● Directions
Report every line in the entries below that contains the word "tire", treating uppercase and lowercase letters as different.

● Data to use
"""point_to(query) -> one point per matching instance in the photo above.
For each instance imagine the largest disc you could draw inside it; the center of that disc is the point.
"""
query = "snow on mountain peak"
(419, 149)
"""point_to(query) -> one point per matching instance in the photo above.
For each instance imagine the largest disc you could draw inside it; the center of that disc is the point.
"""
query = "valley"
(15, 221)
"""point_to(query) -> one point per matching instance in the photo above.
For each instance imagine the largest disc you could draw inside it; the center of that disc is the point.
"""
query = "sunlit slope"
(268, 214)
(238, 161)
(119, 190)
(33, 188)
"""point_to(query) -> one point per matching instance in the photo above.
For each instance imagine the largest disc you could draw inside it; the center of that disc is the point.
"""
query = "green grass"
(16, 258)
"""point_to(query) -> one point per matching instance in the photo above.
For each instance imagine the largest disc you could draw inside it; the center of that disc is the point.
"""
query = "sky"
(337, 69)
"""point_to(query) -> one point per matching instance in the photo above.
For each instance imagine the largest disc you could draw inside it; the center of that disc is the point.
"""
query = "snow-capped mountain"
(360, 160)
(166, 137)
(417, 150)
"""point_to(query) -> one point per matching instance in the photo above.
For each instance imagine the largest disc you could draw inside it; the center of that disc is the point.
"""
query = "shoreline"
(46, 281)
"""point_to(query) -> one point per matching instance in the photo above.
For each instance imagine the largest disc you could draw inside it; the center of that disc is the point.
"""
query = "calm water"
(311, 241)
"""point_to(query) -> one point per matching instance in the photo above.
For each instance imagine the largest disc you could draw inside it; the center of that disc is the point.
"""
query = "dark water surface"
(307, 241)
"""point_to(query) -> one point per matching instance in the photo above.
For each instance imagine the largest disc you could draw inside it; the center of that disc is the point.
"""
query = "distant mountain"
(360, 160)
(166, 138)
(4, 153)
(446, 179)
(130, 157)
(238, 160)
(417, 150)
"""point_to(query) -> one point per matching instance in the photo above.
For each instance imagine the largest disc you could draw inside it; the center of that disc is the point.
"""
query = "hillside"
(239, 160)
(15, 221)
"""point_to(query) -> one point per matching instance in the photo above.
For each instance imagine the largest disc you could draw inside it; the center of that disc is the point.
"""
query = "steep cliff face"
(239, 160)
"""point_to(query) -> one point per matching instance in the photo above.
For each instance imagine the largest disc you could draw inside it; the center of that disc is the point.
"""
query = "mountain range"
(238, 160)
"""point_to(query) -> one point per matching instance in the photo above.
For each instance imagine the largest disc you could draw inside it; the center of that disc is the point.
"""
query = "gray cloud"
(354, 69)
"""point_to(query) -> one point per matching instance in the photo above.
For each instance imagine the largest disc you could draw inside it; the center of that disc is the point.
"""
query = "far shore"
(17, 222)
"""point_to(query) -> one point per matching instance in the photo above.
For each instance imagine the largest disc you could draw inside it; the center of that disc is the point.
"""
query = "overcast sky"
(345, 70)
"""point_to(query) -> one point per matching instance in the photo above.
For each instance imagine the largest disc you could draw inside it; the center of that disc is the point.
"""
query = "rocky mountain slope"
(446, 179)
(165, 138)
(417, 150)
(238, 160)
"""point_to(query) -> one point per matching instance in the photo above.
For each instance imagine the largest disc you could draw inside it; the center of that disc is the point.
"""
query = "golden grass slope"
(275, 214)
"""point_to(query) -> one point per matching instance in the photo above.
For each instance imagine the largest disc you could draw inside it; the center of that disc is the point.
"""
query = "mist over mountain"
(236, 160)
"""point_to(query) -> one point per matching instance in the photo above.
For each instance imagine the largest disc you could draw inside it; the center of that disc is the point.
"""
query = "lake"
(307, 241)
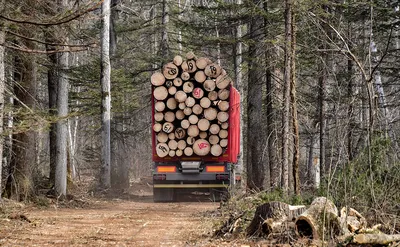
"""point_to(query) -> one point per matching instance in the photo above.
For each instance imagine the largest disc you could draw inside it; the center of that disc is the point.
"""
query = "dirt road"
(133, 222)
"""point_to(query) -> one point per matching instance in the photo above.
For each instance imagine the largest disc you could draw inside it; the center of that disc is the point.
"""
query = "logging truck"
(195, 128)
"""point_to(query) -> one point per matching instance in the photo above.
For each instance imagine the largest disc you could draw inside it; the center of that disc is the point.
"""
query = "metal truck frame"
(214, 174)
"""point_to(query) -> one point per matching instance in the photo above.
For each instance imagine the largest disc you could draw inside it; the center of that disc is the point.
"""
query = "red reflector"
(161, 169)
(215, 168)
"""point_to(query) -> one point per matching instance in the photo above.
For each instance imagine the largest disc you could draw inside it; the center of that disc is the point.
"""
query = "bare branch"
(48, 43)
(59, 22)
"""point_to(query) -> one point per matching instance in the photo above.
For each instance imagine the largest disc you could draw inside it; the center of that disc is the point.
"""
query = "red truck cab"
(205, 173)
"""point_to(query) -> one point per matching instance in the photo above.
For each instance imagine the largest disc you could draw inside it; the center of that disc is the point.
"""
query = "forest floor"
(131, 220)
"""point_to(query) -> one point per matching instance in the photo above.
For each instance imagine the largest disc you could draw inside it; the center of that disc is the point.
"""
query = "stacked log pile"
(191, 108)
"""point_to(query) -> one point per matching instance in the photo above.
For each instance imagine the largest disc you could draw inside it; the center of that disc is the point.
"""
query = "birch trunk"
(62, 128)
(106, 96)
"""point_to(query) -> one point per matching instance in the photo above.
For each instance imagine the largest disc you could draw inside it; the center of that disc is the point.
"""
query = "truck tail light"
(166, 169)
(215, 168)
(222, 177)
(159, 177)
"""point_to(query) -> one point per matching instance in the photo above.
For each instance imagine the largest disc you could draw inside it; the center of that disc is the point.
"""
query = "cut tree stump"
(271, 217)
(319, 221)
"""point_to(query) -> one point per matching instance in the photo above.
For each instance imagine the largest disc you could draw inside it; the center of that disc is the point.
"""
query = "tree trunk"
(2, 87)
(164, 51)
(293, 99)
(255, 165)
(286, 97)
(62, 127)
(20, 182)
(106, 96)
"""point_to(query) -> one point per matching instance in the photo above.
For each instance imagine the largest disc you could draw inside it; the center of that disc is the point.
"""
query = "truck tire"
(219, 195)
(163, 195)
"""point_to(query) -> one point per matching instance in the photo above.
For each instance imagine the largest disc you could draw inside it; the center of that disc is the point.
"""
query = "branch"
(61, 21)
(42, 51)
(48, 43)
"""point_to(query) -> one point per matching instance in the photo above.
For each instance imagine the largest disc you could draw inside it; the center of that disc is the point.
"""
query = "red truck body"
(232, 151)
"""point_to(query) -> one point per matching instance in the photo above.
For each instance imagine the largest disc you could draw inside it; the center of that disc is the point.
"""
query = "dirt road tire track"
(137, 222)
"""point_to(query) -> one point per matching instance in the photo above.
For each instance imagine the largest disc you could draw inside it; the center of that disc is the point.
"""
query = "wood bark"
(2, 87)
(269, 217)
(20, 182)
(319, 221)
(286, 98)
(60, 185)
(255, 165)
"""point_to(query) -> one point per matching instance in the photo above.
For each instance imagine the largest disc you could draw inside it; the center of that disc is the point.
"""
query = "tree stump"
(320, 219)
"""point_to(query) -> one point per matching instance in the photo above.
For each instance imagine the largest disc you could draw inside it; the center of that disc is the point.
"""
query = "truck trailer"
(194, 148)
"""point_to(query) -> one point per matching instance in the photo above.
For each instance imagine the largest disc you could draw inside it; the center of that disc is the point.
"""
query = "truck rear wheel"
(218, 195)
(163, 195)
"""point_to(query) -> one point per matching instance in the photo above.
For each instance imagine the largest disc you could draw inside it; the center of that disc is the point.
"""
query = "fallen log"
(319, 221)
(376, 239)
(270, 217)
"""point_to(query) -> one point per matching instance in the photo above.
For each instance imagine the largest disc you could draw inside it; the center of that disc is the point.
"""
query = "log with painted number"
(195, 111)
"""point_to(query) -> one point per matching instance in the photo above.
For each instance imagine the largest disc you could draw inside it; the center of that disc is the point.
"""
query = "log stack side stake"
(191, 107)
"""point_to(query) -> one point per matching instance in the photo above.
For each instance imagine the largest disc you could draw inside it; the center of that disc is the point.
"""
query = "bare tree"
(286, 97)
(2, 87)
(106, 95)
(255, 165)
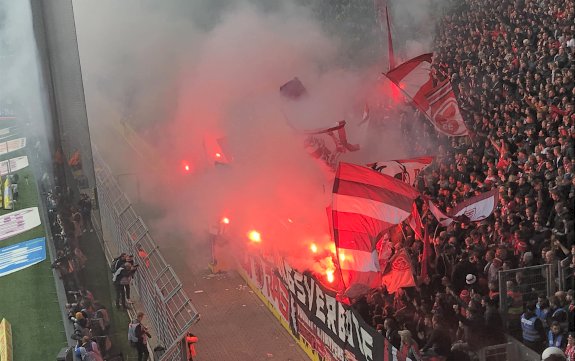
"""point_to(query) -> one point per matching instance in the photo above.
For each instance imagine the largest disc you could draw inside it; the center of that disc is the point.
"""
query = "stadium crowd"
(69, 223)
(512, 65)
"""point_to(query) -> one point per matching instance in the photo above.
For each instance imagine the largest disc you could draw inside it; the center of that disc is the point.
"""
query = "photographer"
(122, 278)
(138, 335)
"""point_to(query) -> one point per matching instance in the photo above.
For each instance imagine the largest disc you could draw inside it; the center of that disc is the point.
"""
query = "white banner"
(12, 145)
(13, 165)
(18, 222)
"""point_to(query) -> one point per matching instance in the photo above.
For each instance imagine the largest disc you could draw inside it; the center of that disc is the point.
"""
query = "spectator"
(139, 333)
(570, 348)
(555, 336)
(122, 278)
(533, 332)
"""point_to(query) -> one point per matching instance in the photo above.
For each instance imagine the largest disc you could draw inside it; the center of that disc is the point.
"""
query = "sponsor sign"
(12, 145)
(5, 341)
(325, 328)
(13, 165)
(21, 255)
(19, 221)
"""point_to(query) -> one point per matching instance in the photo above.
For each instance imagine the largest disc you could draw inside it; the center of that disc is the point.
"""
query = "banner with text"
(19, 221)
(21, 255)
(325, 328)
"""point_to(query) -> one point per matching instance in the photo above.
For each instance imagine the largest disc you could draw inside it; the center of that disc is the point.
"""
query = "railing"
(165, 302)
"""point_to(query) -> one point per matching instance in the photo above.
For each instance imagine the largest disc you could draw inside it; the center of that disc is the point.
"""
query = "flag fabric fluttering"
(414, 222)
(413, 77)
(406, 170)
(400, 274)
(293, 89)
(438, 102)
(382, 12)
(474, 209)
(426, 252)
(444, 110)
(329, 143)
(364, 205)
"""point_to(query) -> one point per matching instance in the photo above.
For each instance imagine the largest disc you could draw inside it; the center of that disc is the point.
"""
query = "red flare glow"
(329, 275)
(255, 236)
(313, 248)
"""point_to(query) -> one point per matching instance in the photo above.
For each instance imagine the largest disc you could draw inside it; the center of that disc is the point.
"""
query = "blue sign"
(21, 255)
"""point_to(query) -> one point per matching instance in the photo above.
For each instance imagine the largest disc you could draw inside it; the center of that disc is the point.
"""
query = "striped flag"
(414, 78)
(406, 170)
(444, 110)
(438, 103)
(329, 143)
(474, 209)
(365, 204)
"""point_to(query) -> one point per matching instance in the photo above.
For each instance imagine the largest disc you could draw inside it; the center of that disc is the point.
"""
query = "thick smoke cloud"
(21, 92)
(179, 80)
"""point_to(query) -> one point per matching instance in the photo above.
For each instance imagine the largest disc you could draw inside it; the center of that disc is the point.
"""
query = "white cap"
(549, 351)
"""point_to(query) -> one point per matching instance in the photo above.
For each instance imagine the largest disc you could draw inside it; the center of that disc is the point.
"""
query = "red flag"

● Result
query = "truck tire"
query = "dirt road tire track"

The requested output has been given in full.